*AIM OF THE EXERCISE:* Pick out every line of the rows below that contains the string "shirt", matching case exactly, and copy each one as it appears.

========================

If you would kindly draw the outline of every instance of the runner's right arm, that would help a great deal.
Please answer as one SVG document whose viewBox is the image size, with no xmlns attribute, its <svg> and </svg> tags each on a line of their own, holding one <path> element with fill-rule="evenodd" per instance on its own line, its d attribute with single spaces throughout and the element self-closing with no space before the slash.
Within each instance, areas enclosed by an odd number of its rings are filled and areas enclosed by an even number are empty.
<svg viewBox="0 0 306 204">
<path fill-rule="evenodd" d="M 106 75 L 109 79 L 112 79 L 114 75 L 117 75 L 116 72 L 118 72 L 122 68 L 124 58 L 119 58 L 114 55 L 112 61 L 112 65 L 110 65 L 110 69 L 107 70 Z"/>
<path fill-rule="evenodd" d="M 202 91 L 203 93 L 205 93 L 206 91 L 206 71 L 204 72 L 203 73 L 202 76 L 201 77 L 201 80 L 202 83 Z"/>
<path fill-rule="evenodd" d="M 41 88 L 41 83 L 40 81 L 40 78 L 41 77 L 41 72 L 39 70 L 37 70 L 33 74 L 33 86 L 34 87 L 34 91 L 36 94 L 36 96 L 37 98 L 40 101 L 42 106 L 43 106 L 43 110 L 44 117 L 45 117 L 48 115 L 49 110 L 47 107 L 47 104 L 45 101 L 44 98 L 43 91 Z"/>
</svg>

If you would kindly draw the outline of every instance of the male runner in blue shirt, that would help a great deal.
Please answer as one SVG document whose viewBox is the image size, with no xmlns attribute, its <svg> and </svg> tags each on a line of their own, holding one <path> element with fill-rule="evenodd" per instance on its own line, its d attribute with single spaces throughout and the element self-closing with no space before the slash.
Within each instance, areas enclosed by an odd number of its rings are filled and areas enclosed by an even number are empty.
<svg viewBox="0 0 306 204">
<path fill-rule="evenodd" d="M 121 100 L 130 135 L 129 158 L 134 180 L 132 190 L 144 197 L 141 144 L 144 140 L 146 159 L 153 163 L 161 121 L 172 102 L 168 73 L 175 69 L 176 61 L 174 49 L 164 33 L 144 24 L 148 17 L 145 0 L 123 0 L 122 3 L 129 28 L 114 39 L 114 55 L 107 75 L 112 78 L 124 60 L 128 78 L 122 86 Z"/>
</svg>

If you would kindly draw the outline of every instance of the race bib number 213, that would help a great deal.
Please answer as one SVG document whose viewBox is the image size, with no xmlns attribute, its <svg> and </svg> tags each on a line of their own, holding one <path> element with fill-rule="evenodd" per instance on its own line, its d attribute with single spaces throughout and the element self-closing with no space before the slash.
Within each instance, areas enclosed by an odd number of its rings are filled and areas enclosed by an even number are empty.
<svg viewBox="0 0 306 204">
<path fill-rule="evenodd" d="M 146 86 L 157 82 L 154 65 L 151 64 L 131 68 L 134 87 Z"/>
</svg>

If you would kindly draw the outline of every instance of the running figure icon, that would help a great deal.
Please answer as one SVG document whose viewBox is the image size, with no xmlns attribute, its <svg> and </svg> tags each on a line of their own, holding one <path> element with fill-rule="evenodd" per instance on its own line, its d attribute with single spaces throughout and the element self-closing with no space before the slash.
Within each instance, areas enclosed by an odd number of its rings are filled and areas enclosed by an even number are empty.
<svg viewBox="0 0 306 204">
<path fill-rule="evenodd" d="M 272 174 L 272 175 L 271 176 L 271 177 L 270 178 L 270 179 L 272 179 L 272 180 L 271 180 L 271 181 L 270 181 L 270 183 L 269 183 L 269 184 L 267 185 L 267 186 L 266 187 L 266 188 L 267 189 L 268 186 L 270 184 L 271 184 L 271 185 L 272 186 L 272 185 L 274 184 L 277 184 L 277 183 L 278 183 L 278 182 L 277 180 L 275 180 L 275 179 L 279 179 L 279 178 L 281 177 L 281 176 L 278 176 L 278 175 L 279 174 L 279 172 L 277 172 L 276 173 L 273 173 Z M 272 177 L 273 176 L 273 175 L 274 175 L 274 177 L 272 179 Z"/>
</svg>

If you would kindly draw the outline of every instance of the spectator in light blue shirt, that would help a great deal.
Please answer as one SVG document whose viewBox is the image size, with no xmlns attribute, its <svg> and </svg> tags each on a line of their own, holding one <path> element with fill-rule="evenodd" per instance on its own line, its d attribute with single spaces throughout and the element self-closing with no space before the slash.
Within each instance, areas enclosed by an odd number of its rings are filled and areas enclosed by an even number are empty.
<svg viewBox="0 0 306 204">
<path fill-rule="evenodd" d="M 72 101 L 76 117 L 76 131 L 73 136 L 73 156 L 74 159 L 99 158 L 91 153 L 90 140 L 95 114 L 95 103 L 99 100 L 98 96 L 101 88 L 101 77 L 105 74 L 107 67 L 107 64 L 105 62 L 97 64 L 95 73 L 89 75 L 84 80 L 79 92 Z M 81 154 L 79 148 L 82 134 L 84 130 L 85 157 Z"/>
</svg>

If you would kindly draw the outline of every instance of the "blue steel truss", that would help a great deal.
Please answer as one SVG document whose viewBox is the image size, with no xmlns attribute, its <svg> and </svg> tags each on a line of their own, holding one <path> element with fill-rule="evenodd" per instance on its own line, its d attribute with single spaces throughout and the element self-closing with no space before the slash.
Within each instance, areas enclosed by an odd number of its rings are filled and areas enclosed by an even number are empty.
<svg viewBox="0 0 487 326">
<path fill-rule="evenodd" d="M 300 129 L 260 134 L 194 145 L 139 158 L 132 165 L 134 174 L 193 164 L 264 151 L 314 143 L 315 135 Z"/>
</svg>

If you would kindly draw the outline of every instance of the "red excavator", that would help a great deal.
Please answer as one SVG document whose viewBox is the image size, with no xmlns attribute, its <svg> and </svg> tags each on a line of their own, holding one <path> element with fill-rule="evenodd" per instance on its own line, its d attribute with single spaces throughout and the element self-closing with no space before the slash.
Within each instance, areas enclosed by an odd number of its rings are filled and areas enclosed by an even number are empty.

========================

*ANSWER TO THE EXERCISE:*
If you would kindly draw the outline of every instance of the male runner in blue shirt, that would help a great deal.
If you would kindly draw the outline of every instance of the spectator in light blue shirt, that would help a great deal.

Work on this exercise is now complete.